▶ [Excerpt provided]
Saturday, May 8, 2010

Negro Tango: Exposing the black roots of the white facade

Every guide book that you pick up on Buenos Aires will undoubtedly show you a few things.

1.) A tango picture.

You’ll always see the pale faced, dark haired couple dancing gracefully across the cover of most books on Argentina. Tango is the undoubted symbolic gesture that Buenos Aires gladly accepts to top the front of it’s national mythology.

yup. just go ahead and google Buenos Aires Tango. It all looks like this...

2.) The second thing that they’ll always tell you is that all of the black people are dead and gone. Of course, the language is more flowerly, but there will be a basic explanation that, dammit, this ain’t Brazil, if you were lookin for brown or black, you’ll have to go back to Africa.

Although there is some truth to both of these images, and statements, they are both indicative of the national mythology of Argentine whiteness that is exported in mass proportion.

As I wrote in my thesis:

"The reality is that tango started as a slave dance. It was danced in brothels, in the depths and dark crevices of the society that the Europhile elite of Buenos Aires didn’t want to accept. The dance had a wily percolacion upward through Cuba, and even ended up on tour in France, and other parts of Europe. It was only this contact with European hands that the dirty dance of slaves, and the lower class Italians who cohabitated with them, became the image of Argentine tango that we now see. This tango that glistens among chandeliers and fancy tacones that do flippant twists over waxed parquet--this tango is a complicit conversation between the throngs of tangoing tourists, and the few Portenos that actually DO the tango."


There were two events this month that focused on the African roots of Tango as musicologist Nestor Ordigo released his book about just this topic. The first took place at the annual Feria de Libros…which is toted to be one of the most important gatherings of literature, authors, academics, blabbity blabbity blah…

Maybe I’m missed all of the rich cultural exchange but I just saw it as an excuse to charge people entrance to pay exorbitant prices for books they can find more easily on mercardolibre (Argentine ebay).

Or perhaps it was just my general discomfort and discontentment with the presentation that I went to about Afro-Argentines.

Now, admittedly I walked in a bit late, but I was advised that I hadn’t missed anything. I grabbed a seat next to a few recognizable faces in the community. When I arrived, Pablo Cirio, a well known Afro-Argentine musicologist here was in a slide show that appeared to be describing each setting, and story of each black face.

“Que me falto…de que esta hablando?”

“Negros”

he whispered to me simply.

“Mostrando fotos de gente negra?”

“Si,”

Items from a data source
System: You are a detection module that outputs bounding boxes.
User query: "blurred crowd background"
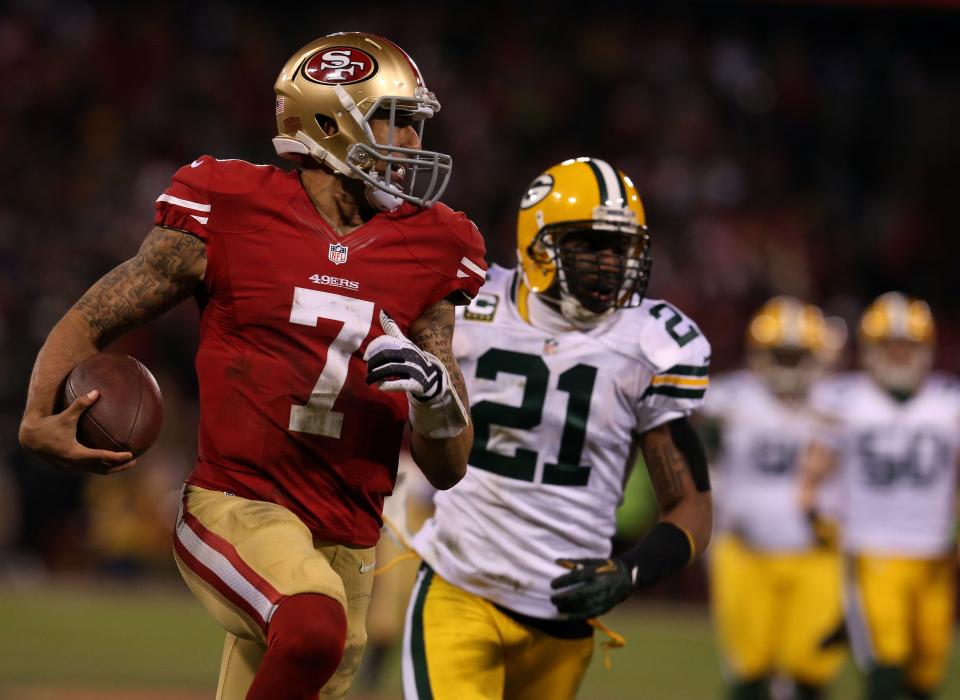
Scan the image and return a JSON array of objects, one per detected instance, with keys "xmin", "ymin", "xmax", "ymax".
[{"xmin": 0, "ymin": 0, "xmax": 960, "ymax": 576}]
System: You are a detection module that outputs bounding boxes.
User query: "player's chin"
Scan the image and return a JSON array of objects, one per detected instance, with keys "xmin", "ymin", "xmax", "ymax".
[{"xmin": 579, "ymin": 287, "xmax": 617, "ymax": 314}]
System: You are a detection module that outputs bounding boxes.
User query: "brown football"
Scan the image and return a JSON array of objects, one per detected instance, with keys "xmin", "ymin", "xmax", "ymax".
[{"xmin": 61, "ymin": 352, "xmax": 163, "ymax": 457}]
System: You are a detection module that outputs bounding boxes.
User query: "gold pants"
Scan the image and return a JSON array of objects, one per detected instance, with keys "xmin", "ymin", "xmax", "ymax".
[{"xmin": 174, "ymin": 486, "xmax": 375, "ymax": 700}]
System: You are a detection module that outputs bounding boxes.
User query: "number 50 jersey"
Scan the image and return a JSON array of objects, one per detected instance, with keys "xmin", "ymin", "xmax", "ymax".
[
  {"xmin": 413, "ymin": 266, "xmax": 710, "ymax": 618},
  {"xmin": 811, "ymin": 372, "xmax": 960, "ymax": 557}
]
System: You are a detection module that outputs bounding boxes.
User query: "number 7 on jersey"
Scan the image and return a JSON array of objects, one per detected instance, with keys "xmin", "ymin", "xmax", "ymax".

▶ [To do]
1 > List every geographic place named in the text on tango's black roots, in order of first appearance.
2 > Answer these questions from the text on tango's black roots:
(a) According to the quoted thesis passage, what did tango start as?
(b) Which musicologist released a book about the African roots of tango?
(c) Where did the first of the two events this month take place?
The listing has no connection to the text on tango's black roots.

▶ [Answers per task]
1 > Buenos Aires, Argentina, Brazil, Africa, Cuba, France, Europe

2 >
(a) A slave dance.
(b) Nestor Ordigo.
(c) At the annual Feria de Libros.